* **Directive**:
Return all of the following rows verbatim, line for line, with no changes.

--- begin Extracted entries ---

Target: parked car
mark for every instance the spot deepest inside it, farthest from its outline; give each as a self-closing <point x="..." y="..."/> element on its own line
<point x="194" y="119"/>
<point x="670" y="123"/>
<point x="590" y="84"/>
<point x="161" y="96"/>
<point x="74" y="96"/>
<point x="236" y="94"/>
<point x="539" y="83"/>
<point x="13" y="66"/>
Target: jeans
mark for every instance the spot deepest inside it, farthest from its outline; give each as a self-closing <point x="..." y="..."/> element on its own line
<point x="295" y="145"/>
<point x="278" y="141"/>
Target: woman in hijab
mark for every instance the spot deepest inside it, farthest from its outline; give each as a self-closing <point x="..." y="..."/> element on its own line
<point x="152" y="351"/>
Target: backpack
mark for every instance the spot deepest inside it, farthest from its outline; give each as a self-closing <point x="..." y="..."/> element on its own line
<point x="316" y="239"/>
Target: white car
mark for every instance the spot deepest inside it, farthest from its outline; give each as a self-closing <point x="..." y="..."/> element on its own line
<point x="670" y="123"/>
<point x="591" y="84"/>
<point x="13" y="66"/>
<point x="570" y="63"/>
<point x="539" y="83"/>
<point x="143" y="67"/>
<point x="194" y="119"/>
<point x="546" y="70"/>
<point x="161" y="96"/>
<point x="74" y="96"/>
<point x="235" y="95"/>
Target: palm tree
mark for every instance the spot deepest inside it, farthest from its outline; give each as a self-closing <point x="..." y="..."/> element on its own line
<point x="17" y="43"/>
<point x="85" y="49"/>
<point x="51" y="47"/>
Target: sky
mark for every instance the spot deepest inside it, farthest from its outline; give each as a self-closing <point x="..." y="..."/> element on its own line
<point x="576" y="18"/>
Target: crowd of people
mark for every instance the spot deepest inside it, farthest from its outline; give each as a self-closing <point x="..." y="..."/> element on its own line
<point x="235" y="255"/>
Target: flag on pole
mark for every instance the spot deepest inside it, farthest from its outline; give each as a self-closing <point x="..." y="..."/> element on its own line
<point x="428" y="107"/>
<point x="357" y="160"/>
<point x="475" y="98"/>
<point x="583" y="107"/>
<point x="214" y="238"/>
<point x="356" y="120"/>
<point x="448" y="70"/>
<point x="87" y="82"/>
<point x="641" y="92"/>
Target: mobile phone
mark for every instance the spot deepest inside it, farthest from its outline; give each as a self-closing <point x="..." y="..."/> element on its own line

--- end Extracted entries ---

* **Solution below**:
Target: parked car
mark for every instance the spot deepest inside it, farthest from its outline; give each as a self-closing <point x="..." y="..."/> element on its own line
<point x="194" y="119"/>
<point x="670" y="123"/>
<point x="590" y="84"/>
<point x="161" y="96"/>
<point x="74" y="96"/>
<point x="236" y="94"/>
<point x="539" y="83"/>
<point x="13" y="66"/>
Target: jeans
mark for every instance the spot deepest inside it, farthest from its outline; give each as a self-closing <point x="..." y="..."/> element on its own line
<point x="295" y="145"/>
<point x="278" y="141"/>
Target: woman in hijab
mark for every instance the spot deepest inside it, farthest from its outline; give each as a self-closing <point x="..." y="..."/> element on its own line
<point x="152" y="351"/>
Target: backpack
mark for every instance the spot deepest inside it, farthest from its outline; give each as a self-closing <point x="..." y="..."/> element on its own line
<point x="316" y="239"/>
Target: white car
mark for every instance the spot deepest inside it, farthest from its outline; give each as a self-closing <point x="..." y="..."/> element on its own line
<point x="670" y="123"/>
<point x="591" y="84"/>
<point x="13" y="66"/>
<point x="570" y="63"/>
<point x="539" y="83"/>
<point x="143" y="67"/>
<point x="194" y="119"/>
<point x="546" y="70"/>
<point x="161" y="96"/>
<point x="74" y="96"/>
<point x="235" y="95"/>
Target: palm tree
mark for every instance the spot deepest inside it, farthest from its outline; give each as a self-closing <point x="..." y="..."/> element on its own line
<point x="17" y="43"/>
<point x="85" y="49"/>
<point x="51" y="47"/>
Target: sky
mark for every instance the spot deepest inside it, farthest from its outline; give each as a self-closing <point x="..." y="..."/> element on its own line
<point x="576" y="18"/>
Target: crowd of people
mark for every instance the spot deepest inside it, farthest from its outline; give each as a self-closing <point x="..." y="..."/> element on its own line
<point x="235" y="255"/>
Target: flag on pole
mark for every instance the spot deepest inside it, farthest from its outline; give each as a self-closing <point x="..." y="..."/> element on its own line
<point x="428" y="107"/>
<point x="357" y="160"/>
<point x="475" y="98"/>
<point x="583" y="107"/>
<point x="214" y="238"/>
<point x="356" y="120"/>
<point x="448" y="70"/>
<point x="87" y="82"/>
<point x="641" y="92"/>
Target: mobile phone
mark for every instance the spot deepest inside it, farthest from its outline; give each as a self-closing <point x="..." y="..."/> element on its own line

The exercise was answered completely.